What is being asked → Using the entries that follow, please report how many lines contain the word "record", with no other words.

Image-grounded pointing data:
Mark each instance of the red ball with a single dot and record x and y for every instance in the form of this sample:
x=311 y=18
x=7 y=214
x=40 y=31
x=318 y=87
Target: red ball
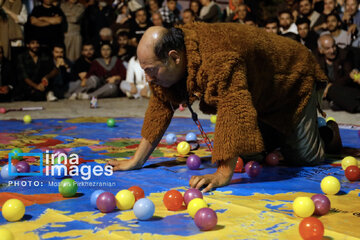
x=352 y=173
x=173 y=200
x=239 y=165
x=137 y=191
x=311 y=229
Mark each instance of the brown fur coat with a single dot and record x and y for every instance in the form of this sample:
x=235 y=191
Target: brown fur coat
x=243 y=74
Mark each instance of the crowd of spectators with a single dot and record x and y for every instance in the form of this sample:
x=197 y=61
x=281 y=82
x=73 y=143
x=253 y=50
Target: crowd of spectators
x=79 y=49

Result → 3